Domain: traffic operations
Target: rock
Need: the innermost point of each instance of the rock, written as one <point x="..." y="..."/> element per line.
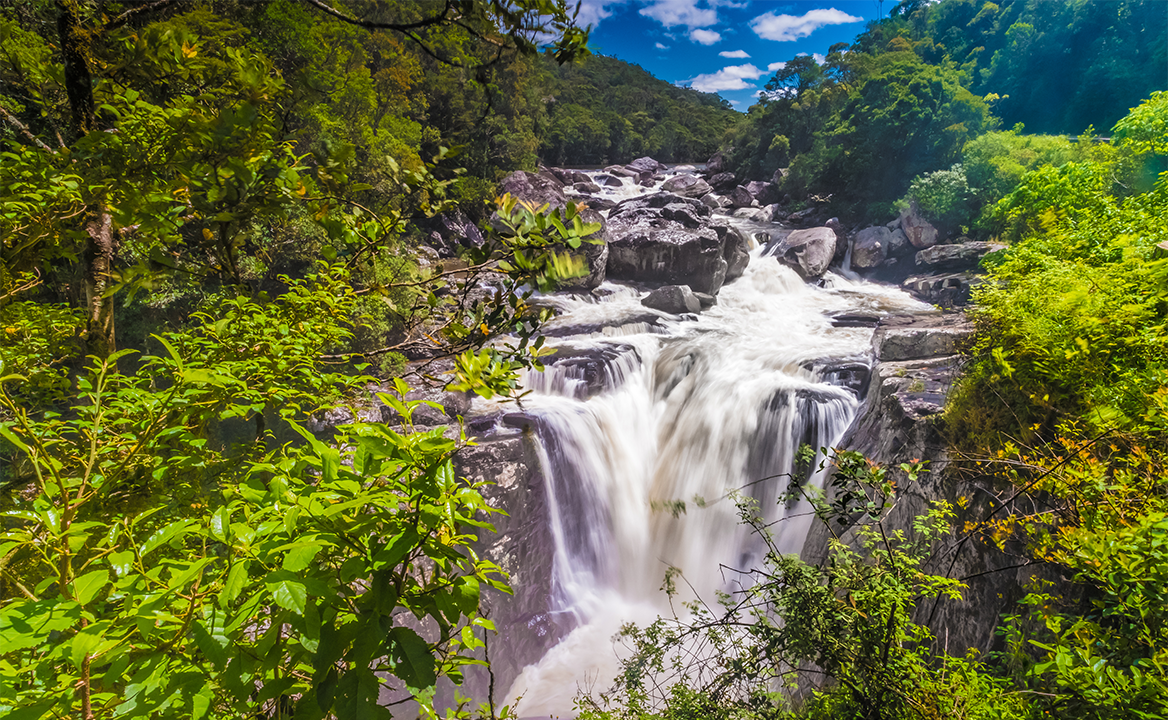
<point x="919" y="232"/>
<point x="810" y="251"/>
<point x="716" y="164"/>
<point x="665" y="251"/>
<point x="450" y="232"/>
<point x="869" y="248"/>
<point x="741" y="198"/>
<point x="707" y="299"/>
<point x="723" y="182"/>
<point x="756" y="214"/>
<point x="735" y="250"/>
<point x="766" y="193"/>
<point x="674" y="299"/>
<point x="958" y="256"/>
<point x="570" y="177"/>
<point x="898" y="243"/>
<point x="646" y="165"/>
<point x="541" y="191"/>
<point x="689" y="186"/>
────────
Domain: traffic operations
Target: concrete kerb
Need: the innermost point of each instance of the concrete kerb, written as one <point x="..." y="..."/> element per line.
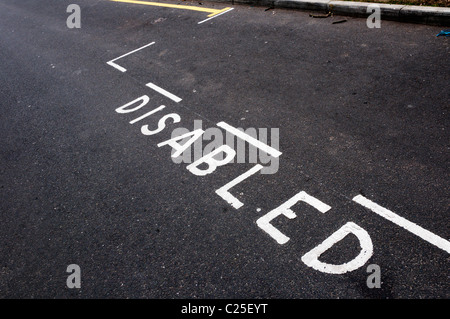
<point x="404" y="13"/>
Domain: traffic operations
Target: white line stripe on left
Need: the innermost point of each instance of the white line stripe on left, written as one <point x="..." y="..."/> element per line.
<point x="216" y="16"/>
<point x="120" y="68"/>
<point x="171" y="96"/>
────────
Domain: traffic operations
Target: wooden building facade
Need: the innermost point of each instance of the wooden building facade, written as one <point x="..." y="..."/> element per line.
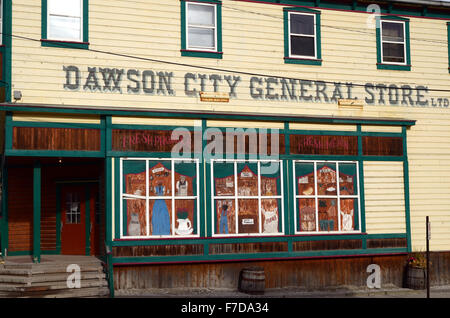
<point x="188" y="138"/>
────────
TASK OBJECTIVE: Pull out each line of the records above that contains the string "Target", matching case exactly.

FINAL RESULT:
Target: rock
Target: concrete kerb
Target: white line stripe on left
Target: wooden building facade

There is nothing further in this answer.